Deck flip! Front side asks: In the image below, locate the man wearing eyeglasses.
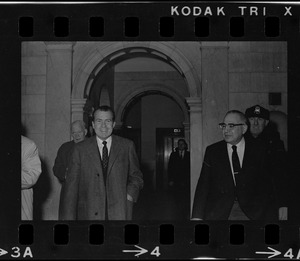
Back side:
[192,110,275,220]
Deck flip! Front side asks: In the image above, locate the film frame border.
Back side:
[0,2,300,259]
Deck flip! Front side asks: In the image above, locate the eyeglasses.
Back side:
[219,122,245,130]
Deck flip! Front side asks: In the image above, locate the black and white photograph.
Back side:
[0,1,300,260]
[22,41,289,220]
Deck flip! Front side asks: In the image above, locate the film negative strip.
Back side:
[0,1,300,260]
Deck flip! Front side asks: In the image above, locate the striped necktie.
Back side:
[102,141,108,176]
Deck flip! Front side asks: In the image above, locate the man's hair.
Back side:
[93,105,115,121]
[71,120,86,130]
[224,110,248,124]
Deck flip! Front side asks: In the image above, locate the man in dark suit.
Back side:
[53,120,87,182]
[245,105,289,220]
[59,106,143,220]
[192,110,276,220]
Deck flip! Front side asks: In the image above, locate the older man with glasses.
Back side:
[192,110,276,220]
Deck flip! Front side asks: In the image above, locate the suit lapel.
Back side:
[107,135,121,176]
[242,141,253,172]
[88,135,102,173]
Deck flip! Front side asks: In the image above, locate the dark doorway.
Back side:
[156,128,184,191]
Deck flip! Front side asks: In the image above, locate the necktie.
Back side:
[102,141,108,177]
[232,145,241,175]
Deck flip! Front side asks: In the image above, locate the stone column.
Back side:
[182,122,190,143]
[186,97,203,216]
[43,42,73,220]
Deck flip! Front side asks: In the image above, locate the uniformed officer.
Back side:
[245,105,288,220]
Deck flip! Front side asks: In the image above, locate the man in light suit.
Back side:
[59,106,143,220]
[192,110,276,220]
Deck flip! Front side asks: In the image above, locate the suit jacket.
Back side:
[53,141,75,182]
[168,150,190,191]
[59,135,143,220]
[192,140,276,220]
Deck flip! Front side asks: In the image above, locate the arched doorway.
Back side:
[85,53,189,220]
[117,90,190,220]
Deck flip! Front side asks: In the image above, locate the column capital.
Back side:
[185,97,202,112]
[44,42,76,52]
[71,98,86,112]
[200,42,229,50]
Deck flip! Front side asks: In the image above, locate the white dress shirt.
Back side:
[227,137,245,185]
[96,136,133,202]
[97,136,112,159]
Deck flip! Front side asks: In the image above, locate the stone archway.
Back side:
[71,42,203,217]
[72,42,201,100]
[116,84,190,141]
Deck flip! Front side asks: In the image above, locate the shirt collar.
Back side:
[96,135,112,148]
[227,137,245,150]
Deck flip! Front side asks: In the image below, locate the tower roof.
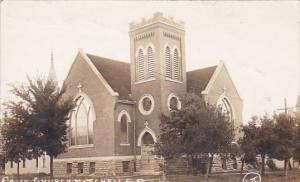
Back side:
[48,51,57,81]
[129,12,184,30]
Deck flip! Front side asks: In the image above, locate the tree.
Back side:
[2,77,73,177]
[255,114,276,175]
[156,93,234,175]
[271,113,296,176]
[238,116,258,174]
[293,119,300,166]
[1,102,30,180]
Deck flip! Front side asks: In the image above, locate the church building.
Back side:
[54,12,243,176]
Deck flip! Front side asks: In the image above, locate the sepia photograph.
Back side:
[0,0,300,182]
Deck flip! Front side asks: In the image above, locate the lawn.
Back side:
[1,170,300,182]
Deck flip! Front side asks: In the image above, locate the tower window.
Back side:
[165,46,172,78]
[89,162,96,174]
[122,161,130,173]
[136,49,145,80]
[67,163,72,174]
[147,46,154,78]
[78,162,83,174]
[173,48,181,80]
[118,110,131,144]
[121,114,128,143]
[70,96,95,145]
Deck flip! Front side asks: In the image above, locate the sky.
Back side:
[0,0,300,122]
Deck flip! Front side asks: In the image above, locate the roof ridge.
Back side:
[86,53,130,64]
[187,65,218,73]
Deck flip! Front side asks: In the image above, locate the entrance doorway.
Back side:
[141,131,158,174]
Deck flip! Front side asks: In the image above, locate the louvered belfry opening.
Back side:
[165,46,172,79]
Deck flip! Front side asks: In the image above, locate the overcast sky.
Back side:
[0,1,300,121]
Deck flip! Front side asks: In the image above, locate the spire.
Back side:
[48,50,57,81]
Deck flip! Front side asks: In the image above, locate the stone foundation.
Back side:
[53,158,140,177]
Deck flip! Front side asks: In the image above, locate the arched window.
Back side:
[173,48,181,80]
[136,49,145,80]
[118,110,131,144]
[70,96,95,145]
[147,46,154,78]
[217,97,233,121]
[165,46,172,78]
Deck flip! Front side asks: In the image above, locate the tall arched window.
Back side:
[173,48,181,80]
[136,49,145,80]
[70,96,96,145]
[165,46,172,78]
[118,110,131,144]
[147,46,154,78]
[217,97,233,121]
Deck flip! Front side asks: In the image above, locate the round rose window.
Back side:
[139,95,154,115]
[168,94,181,111]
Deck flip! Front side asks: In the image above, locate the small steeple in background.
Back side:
[296,61,300,120]
[48,50,57,82]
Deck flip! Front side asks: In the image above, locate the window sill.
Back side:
[135,78,155,84]
[166,78,183,83]
[69,144,94,149]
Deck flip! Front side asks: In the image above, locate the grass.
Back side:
[0,170,300,182]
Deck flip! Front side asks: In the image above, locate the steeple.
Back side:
[48,50,57,81]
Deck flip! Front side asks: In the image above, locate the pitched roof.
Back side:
[186,66,217,94]
[87,54,131,100]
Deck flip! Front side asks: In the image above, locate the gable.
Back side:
[186,66,217,95]
[87,54,131,100]
[206,61,242,100]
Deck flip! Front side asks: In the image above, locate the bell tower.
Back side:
[129,12,186,145]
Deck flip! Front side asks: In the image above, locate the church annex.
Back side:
[54,13,243,176]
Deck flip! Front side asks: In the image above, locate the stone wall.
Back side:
[53,159,140,177]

::::

WHAT TO WORK ON:
Please repeat, word for word, the part of the material above that starts with the line containing "locate the grass." and runs through the end of the material.

ANSWER TO THE PROBLEM:
Deck flip! Front side asks: In the image above, locate the grass.
Back side:
[0,170,300,182]
Deck flip! Front side asks: In the image above, locate the steeple.
Back side:
[48,50,57,81]
Deck flip! Front side asks: In the image above, locate the pitched roof.
Back side:
[186,66,217,94]
[87,54,131,100]
Deck flip! Front side asks: In the image above, locate the gable.
Back side:
[186,66,217,95]
[87,54,131,100]
[206,61,242,100]
Deck flip! Front side asks: In the image above, locate the bell tower.
Back side:
[129,12,186,145]
Deck flip! Front side asks: In the image above, locate the church annex.
Back side:
[54,13,243,176]
Deck flip! Front side asks: In the image above, locate the stone wall.
Back side:
[53,159,140,177]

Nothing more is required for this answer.